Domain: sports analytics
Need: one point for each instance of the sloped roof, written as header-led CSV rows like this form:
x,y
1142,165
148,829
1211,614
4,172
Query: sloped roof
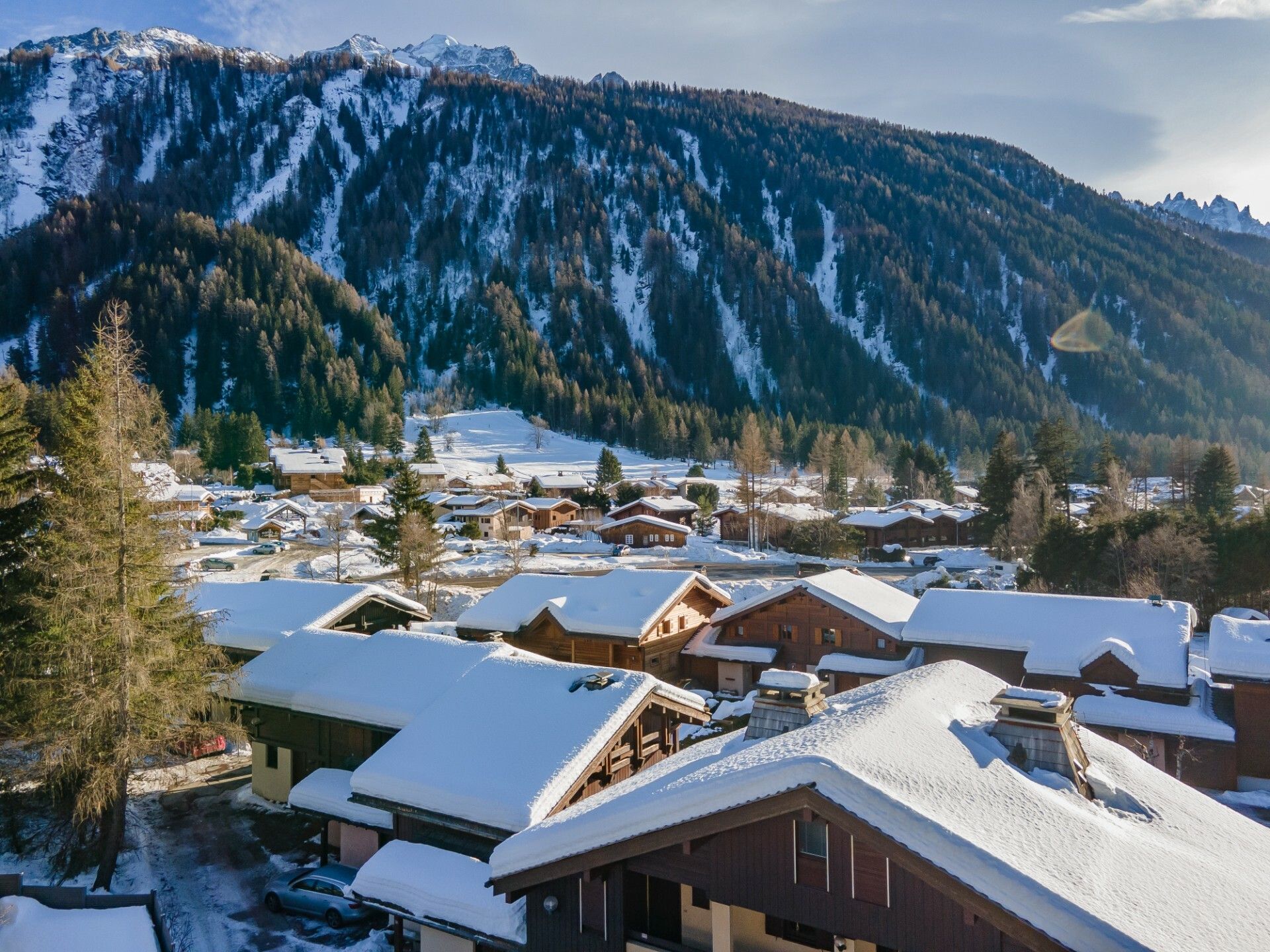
x,y
622,603
1150,863
1238,648
253,616
1061,634
874,602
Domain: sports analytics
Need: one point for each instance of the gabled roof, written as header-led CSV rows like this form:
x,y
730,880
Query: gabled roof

Task instructions | When the line containing "Need: one point for each instance of the gabled" is reached, return it and every later line through the end of the listing above, unaltered and alone.

Exercise output |
Need: one point for each instance of the gabled roof, written as header-led CSV rows like this form:
x,y
730,880
Query: gabled roof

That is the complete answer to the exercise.